[REQUIRED TASK]
Condense the paragraph in the excerpted forum thread below that begins "2. convert the birthdate to integer format" into a short bulleted list that keeps its main facts.

[EXCERPTED PASSAGE]
━━━

This message was edited by stober at 2005-8-22 8:39:52

---

WARNING. This will not work with dates prior to 1970
1. leave the current date in integer format returned by time() function. Don't convert it to struct tm or other format.
2. convert the birthdate to integer format. To do that, set struct tm object to birthdate fields and call mktime() to normalize it and convert it to integer. you need to memset the entire structure to 0s before you begin, otherwise mktime() will not work correctly. you have to set the day (1-31), month (0-11), year (current - 1900), hour and minute fields of the structure. If hour and minute are not important (which they probably aren't in your project), just use some fake value, such as 12:00 noon.
3. subtract the two integers. This will give you the difference in seconds, which now can be easily converted again to whatever format you like. For example, if you want the number of days, then take seconds and divide by 3600 (the number of seconds in one day)

I haven't tried to code this yet, but would the following approach be feasible to take care of the 1970 issue?

1. - Enter date.
2. - Make temporary date using entered day and month combined with 1970.
3. - Compute entered year difference with 1970 times 365 + year difference divided by 4 (leap years).
4. - mktime(temporary date)
5. - time(&now) for today
6. - Calculate integer difference and divide by 86400** to get days.
7. - Sum days achieved in 3 above with days achieved in 6 above.

Would this take care of the pre-1970 issue?
Would post 1970 entered dates create a negative number in step 2 which would subtract itself when summed with the number of days from 1970 to today?

** I think there are 86400 seconds in a day rather than 3600. I think that's in an hour. 60*60*24 for a day?

Take Care,
Ed

: ** I think there are 86400 seconds in a day rather than 3600. I think that's in an hour. 60*60*24 for a day?
:

Ed -- I don't know about you but my days only have 3600 seconds (1 hour) :)

In my opinion, you'd better think about whether the year is leap year or not.

Oh, it's not very difficult.Here is a simple sample for your requirement. You can change the code easily in order to realize what you need. I hope it can help you.

━━━

[EXTRACTED DATA]

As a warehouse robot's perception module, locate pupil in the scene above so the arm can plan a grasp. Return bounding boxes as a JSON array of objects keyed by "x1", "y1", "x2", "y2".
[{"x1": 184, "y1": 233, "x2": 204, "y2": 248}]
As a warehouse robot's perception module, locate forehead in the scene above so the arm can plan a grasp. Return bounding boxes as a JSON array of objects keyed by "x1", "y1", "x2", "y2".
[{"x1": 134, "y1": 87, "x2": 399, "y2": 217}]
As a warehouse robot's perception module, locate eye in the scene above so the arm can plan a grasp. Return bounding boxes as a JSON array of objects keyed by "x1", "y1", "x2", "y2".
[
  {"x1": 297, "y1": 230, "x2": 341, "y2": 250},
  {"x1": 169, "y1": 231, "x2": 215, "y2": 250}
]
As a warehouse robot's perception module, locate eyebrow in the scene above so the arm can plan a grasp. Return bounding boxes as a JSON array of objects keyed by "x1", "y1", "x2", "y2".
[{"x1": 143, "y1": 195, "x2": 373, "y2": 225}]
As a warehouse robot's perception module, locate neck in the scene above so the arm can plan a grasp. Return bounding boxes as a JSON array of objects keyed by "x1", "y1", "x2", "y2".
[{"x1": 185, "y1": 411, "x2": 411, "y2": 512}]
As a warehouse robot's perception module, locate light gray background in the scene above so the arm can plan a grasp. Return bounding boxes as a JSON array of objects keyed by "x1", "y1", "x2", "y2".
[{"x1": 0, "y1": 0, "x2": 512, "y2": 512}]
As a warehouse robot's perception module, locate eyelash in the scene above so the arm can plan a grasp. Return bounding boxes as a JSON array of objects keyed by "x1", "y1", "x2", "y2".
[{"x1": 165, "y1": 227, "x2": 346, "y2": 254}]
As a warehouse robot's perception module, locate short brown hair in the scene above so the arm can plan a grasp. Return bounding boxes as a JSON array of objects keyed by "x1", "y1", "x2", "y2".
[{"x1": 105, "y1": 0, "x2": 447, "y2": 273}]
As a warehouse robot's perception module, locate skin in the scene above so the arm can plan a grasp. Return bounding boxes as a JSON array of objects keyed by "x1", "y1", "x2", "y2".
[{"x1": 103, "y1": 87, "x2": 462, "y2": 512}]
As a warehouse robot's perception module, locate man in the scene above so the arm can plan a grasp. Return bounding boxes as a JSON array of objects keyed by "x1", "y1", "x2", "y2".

━━━

[THE SOLUTION]
- Convert the birthdate to an integer by setting a struct tm object to its fields and calling mktime() to normalize and convert it.
- First memset the entire structure to 0s, or mktime() will not work correctly.
- Set the day (1–31), month (0–11), year (current - 1900), hour, and minute fields.
- If hour and minute are unimportant, use a fake value such as 12:00 noon.